A block of data
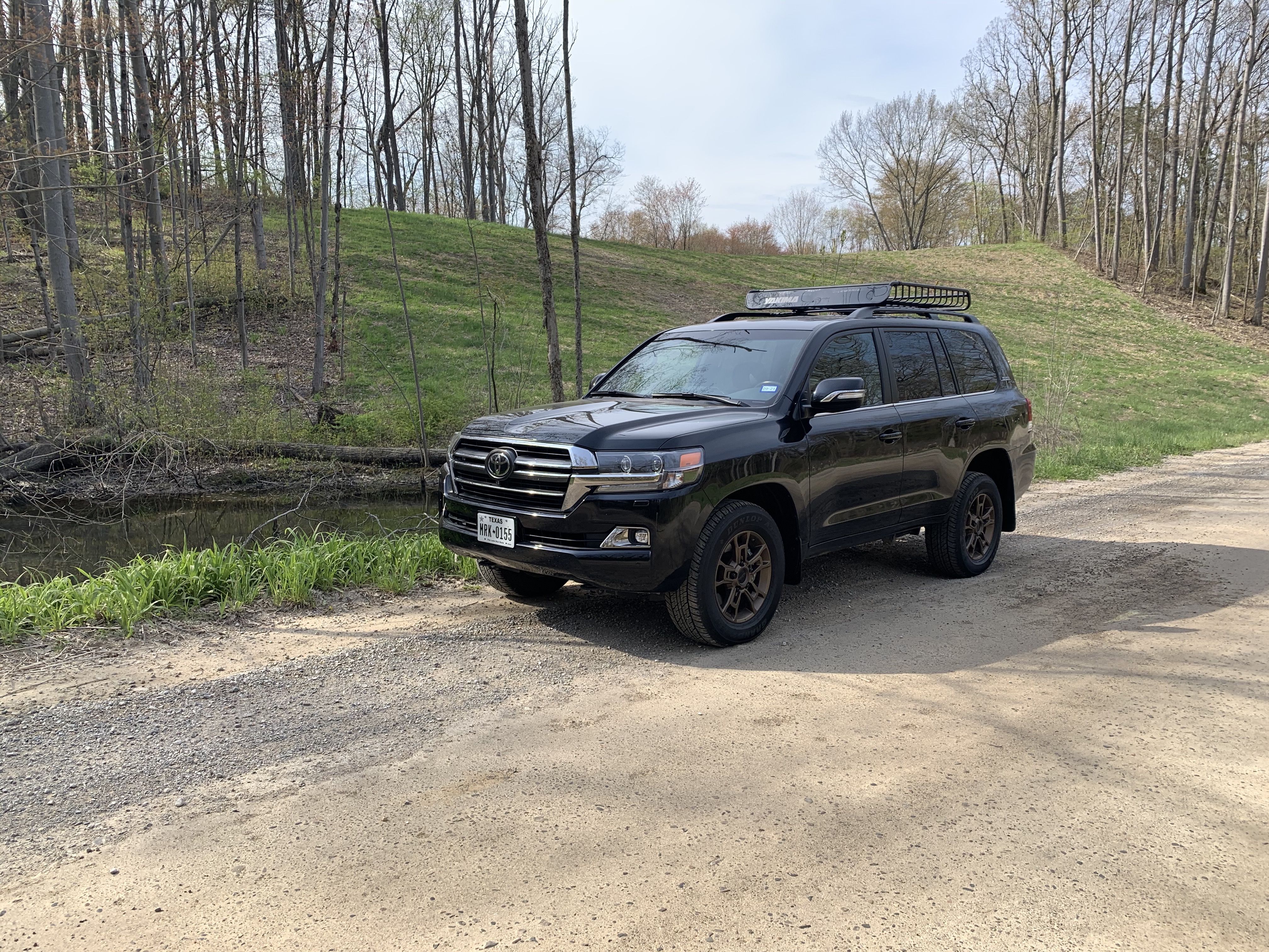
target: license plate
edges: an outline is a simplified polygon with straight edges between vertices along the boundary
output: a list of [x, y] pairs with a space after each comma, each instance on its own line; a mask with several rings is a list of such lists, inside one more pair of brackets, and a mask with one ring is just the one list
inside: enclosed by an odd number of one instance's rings
[[476, 513], [476, 538], [492, 546], [515, 548], [515, 519], [508, 515]]

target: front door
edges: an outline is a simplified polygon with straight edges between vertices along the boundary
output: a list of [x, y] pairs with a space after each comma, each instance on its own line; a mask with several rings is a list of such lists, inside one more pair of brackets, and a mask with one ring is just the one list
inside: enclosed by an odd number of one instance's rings
[[886, 354], [895, 401], [904, 421], [902, 520], [943, 515], [961, 485], [973, 430], [973, 411], [957, 395], [937, 333], [887, 330]]
[[839, 334], [816, 358], [807, 393], [827, 377], [862, 377], [867, 396], [854, 410], [816, 414], [807, 434], [811, 465], [811, 546], [862, 533], [882, 534], [902, 509], [902, 419], [882, 396], [872, 331]]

== EXERCISE DESCRIPTION ==
Copy out every line of the rows above without any changes. Leave the pictures out.

== WRITTEN RESPONSE ==
target: license plate
edges: an outline is a simplified polygon with straight edges between vertices along the boundary
output: a list of [x, y] pairs with a space after each comma, each instance on its own line; a mask with several rings is a list of such lists, inside one more pair of brackets, and a mask with one ring is just the one list
inside: enclosed by an odd number of one instance's rings
[[476, 513], [476, 538], [492, 546], [515, 548], [515, 519], [508, 515]]

target: front door
edges: an outline is a simplified polygon with straight edges between vertices along the boundary
output: a list of [x, y] pairs with a space after each comma, each instance on its own line; a mask with several rings is a list of such lists, inside one more pair of brackets, and a mask with one ring is just the one list
inside: enclosed by an odd number of one instance's rings
[[886, 354], [895, 401], [904, 421], [902, 520], [943, 515], [961, 485], [973, 430], [973, 411], [957, 395], [937, 333], [887, 330]]
[[839, 334], [816, 358], [807, 393], [827, 377], [862, 377], [867, 396], [854, 410], [816, 414], [807, 434], [811, 465], [811, 546], [862, 533], [882, 534], [902, 509], [902, 419], [882, 396], [872, 331]]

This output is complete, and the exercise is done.